The required output is every record, written out exactly.

┄┄┄┄┄┄┄┄┄┄┄┄┄┄┄┄┄┄┄┄

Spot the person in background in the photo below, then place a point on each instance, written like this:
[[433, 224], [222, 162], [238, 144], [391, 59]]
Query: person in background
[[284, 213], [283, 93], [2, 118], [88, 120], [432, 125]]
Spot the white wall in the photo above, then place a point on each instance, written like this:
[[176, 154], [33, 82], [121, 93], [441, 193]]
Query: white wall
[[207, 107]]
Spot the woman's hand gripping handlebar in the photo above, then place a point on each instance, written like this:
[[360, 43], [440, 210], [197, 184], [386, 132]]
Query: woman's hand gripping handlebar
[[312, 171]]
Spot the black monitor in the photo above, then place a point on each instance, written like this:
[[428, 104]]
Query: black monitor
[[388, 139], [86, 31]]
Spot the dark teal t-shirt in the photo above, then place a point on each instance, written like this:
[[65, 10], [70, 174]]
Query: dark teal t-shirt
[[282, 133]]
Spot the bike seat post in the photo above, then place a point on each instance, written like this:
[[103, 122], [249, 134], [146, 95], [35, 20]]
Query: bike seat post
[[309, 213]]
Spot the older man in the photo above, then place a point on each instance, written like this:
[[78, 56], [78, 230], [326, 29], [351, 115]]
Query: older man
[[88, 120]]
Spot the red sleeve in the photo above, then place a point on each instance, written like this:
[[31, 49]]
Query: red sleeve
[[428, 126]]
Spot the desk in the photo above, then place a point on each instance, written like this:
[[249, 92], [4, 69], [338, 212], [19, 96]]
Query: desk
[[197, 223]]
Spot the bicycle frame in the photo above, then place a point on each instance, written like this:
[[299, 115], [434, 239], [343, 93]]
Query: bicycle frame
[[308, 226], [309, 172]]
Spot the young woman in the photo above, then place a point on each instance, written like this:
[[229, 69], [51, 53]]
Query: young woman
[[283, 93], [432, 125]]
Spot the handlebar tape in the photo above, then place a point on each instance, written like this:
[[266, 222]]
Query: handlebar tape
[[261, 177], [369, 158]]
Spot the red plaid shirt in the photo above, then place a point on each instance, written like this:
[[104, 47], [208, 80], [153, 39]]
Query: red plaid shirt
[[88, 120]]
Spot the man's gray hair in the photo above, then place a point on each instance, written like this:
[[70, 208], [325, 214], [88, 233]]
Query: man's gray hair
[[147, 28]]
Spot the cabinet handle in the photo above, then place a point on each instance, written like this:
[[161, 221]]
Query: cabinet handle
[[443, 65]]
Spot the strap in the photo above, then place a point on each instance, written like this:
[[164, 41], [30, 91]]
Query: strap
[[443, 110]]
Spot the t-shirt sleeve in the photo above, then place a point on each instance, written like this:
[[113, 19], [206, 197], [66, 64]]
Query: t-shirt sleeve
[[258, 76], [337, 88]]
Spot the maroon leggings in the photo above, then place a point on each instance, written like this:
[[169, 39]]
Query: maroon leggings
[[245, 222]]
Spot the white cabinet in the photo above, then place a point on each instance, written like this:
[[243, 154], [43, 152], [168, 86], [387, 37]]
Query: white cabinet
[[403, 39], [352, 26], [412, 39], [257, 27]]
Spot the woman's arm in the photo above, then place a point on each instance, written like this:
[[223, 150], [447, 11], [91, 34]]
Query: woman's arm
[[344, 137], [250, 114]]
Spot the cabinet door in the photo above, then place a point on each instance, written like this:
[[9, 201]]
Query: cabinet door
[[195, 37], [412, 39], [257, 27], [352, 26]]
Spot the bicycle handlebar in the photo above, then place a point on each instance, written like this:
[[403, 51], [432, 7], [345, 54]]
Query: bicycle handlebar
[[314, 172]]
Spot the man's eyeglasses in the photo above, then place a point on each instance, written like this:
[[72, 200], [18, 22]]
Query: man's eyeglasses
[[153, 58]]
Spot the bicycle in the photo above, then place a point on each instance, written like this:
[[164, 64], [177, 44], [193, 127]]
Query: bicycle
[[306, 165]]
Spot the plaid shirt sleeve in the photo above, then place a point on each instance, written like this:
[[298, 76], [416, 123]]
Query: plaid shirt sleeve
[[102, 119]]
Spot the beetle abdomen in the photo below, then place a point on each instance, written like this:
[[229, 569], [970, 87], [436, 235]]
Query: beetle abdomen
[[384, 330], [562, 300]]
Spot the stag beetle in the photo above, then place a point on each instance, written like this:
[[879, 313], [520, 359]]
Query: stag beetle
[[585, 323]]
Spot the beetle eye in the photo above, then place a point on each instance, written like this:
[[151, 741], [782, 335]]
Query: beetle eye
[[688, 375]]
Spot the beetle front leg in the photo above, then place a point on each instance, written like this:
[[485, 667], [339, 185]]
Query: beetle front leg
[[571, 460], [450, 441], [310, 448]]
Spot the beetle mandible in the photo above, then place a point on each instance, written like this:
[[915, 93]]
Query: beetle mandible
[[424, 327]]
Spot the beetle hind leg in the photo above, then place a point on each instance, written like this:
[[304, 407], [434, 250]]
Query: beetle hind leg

┄┄┄┄┄┄┄┄┄┄┄┄┄┄┄┄┄┄┄┄

The completed task —
Spot the person in background in the photo below, then place a point on each instance, written like this:
[[433, 224], [222, 162], [238, 144], [391, 59]]
Query: person in background
[[284, 213], [283, 93], [2, 118], [88, 120], [432, 125]]
Spot the white wall in the photo above, then place a point on each instance, written like this:
[[176, 154], [33, 82], [121, 93], [441, 193]]
Query: white wall
[[207, 107]]
Spot the woman's hand gripping handlebar in the photo above, then place a point on each instance, written like this:
[[360, 43], [440, 210], [197, 184], [386, 132]]
Query: woman's hand gripping handlebar
[[312, 171]]
Spot the black monitor in the photo above, then place a point on each instance, written like this:
[[428, 104]]
Query: black monitor
[[388, 139], [86, 31]]
Spot the dark teal t-shirt in the photo above, then place a point on each instance, written like this:
[[65, 10], [70, 174]]
Query: dark teal t-shirt
[[282, 133]]
Spot the bike seat post in the photo above, then place a point on each instance, written like this:
[[103, 122], [249, 134], [146, 95], [35, 20]]
Query: bike seat post
[[309, 213]]
Spot the older man in the photo above, then place a point on each instance, written like this:
[[78, 56], [78, 230], [326, 29], [351, 115]]
Query: older man
[[88, 120]]
Spot the red sleeve in the photo above, then place a point on each instance, written like this:
[[31, 49]]
Query: red sleeve
[[428, 126]]
Spot the desk in the photo above, then place a point on each instance, written like this:
[[249, 92], [4, 69], [338, 212], [19, 96]]
Query: desk
[[197, 223]]
Spot the bicycle frame in the photo above, then place a point on each instance, written like this:
[[299, 115], [434, 239], [343, 93]]
Query: bicycle frame
[[308, 226], [309, 172]]
Spot the young woman in the photo above, then place a point on each instance, written like this:
[[229, 69], [51, 53]]
Query: young woman
[[283, 93], [432, 125]]
Spot the handlebar tape in the photo above, then place a point on each instance, written like this:
[[266, 222]]
Query: handlebar tape
[[261, 177], [369, 158]]
Spot the red plaid shirt in the photo above, then place a point on each instance, written like this:
[[104, 47], [208, 80], [153, 39]]
Query: red plaid shirt
[[88, 120]]
Spot the man's gray hair in the photo above, then place a point on each instance, written like this:
[[70, 208], [325, 214], [88, 233]]
Query: man's gray hair
[[147, 28]]
Spot the cabinet handle in the photo above, then place a point on each instance, written like this:
[[161, 221]]
Query: cabinet handle
[[443, 65]]
Spot the strap in the photo above, then place a point on each instance, written like this:
[[164, 41], [30, 91]]
Query: strap
[[443, 110]]
Spot the t-shirt sleeve in the photo above, then place a point on each instance, written like this:
[[113, 19], [206, 197], [66, 64]]
Query: t-shirt sleeve
[[258, 76], [337, 88]]
Spot the maroon leggings in the photo above, then place a point on each instance, written like this:
[[169, 39]]
Query: maroon leggings
[[245, 222]]
Spot the white cabinet in the photo above, then place a point on each instance, written like this:
[[243, 154], [43, 152], [168, 86], [387, 37]]
Query: white cabinet
[[403, 39], [352, 26], [412, 39], [257, 27]]
Spot the woman's arm in the photo above, then place a point on each instance, written like this:
[[223, 150], [447, 11], [91, 34]]
Query: woman's arm
[[344, 137], [250, 114]]
Spot the cabinet door in the photo above, then place a point on each instance, written like this:
[[9, 201]]
Query: cabinet door
[[195, 37], [412, 39], [257, 27], [352, 26]]
Spot the bicycle handlebar in the photo above, then place a point on each instance, written like this:
[[403, 51], [432, 7], [345, 54]]
Query: bicycle handlebar
[[314, 172]]
Spot the man's eyeglasses in the photo above, then place a point on each instance, written like this:
[[72, 200], [18, 22]]
Query: man's eyeglasses
[[153, 58]]
Spot the bicycle in the photo above, then place a point on each instance, written like this:
[[164, 64], [177, 44], [193, 127]]
Query: bicycle
[[306, 165]]
Spot the plaid shirt sleeve in the photo above, then place a point on each instance, written like this:
[[298, 76], [416, 123]]
Query: plaid shirt sleeve
[[102, 119]]
Spot the beetle abdomen in the photo below, then place a point on each instance, written like this:
[[229, 569], [970, 87], [436, 235]]
Query: beetle abdomen
[[384, 330], [562, 300]]
Spot the stag beetle in the photo above, then place a point on each instance, written like this:
[[879, 313], [520, 359]]
Query: stag beetle
[[585, 323]]
Spot the beetle eye in the photo above, then place a point on each instance, written like this:
[[151, 741], [782, 335]]
Query: beetle eye
[[688, 375]]
Spot the beetle front leg in the photo above, then place a point on each instance, written like this:
[[485, 667], [339, 185]]
Query: beetle front leg
[[571, 460], [450, 441], [310, 448]]
Spot the beetle mandible in the photo above, then place a point on each instance, written like this:
[[915, 93]]
Query: beetle mandible
[[424, 327]]
Spot the beetle hind leg in the photo above, then place a point on each instance, written like this:
[[304, 407], [434, 250]]
Query: beetle hind leg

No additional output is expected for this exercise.